(Selected passage)
▼
Mera Rubell, image via Washington Life

During final reviews at Harvard’s GSD, the illustrious art collector Mera Rubbell proves to be an exacting critic.

Story by Karen Wong, New Museum deputy director and A+ Awards juror

In early December, I was invited to participate in final reviews at Harvard’s Graduate School of Design. I was part of a panel of experts critiquing the architecture students’ final projects, which they presented in front of their peers and faculty. GSD Adjunct Associate Professor Florian Idenburg— a partner of Brooklyn-based firm SO-IL and an A+ juror — had gathered a group of esteemed colleagues and professionals to judge his student’s work. Among them: Mera Rubell, a highly regarded contemporary art collector whose real-life project in Washington, D.C., was the subject of Florian’s students’ presentations. Read more!

Courtesy of Jennifer Ly/Harvard GSD

Since 1993, the Rubell Family Collection — housed in a repurposed confiscated-goods facility belonging to the Drug Enforcement Agency in Miami’s Wynwood District — has been an exemplary model of a private foundation with a public face. The entire family — Mera, her husband Don, son Jason, and daughter Jennifer — has played a vital role in spurring the ongoing success of Miami Art Basel, which just celebrated its 10th anniversary.
▲
(Data section)
▼
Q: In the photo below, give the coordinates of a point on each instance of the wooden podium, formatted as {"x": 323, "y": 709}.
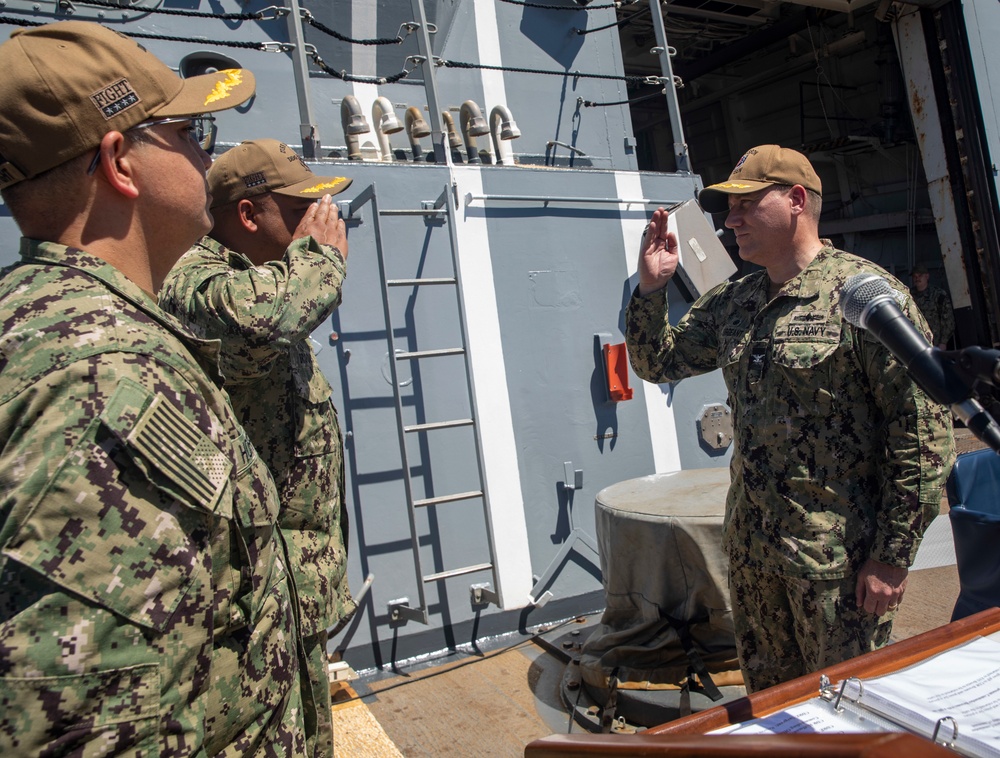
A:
{"x": 687, "y": 736}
▲
(Directive A) In the article about Mera Rubell at Harvard's design reviews, what building houses the Rubell Family Collection?
(Directive B) Pick up the article about Mera Rubell at Harvard's design reviews after its last sentence, and carry it on for a few paragraphs.

(Written response A) A repurposed confiscated-goods facility belonging to the Drug Enforcement Agency in Miami's Wynwood District.

(Written response B)
Now, the Rubells are expanding to Washington, D.C. With a developing partner, the family purchased the partially landmarked, abandoned Randall School in the southwest neighborhood of the city, within spitting distance of the Capitol.  They are in the midst of establishing a final program — one that intends to transform the school compound into a cultural cornerstone — establishing a second museum for their vast collection, grounded with mixed-income housing and retail amenities that will pay for the private museum.

The project, adjacent to the Rubell-owned Capitol Skyline Hotel (designed by Morris Lapidus in 1960) is helmed by Bing Thom Architects of Vancouver.  Yet Mera likes to flirt with architects, and Florian caught her eye after seeing SO-IL’s elegant tent on Randall’s Island for Frieze Art Fair’s inaugural foray into NYC this May. Florian relished the opportunity to delve into the possibilities of this complex brief: Rich urban history, community renewal, preservation, private foundation proffering up a public mission, and how politics impact design would offer the ingredients for a thought-provoking and sexy course.  To boot, a charismatic client who would host the students in Miami, and attend midterm and final reviews.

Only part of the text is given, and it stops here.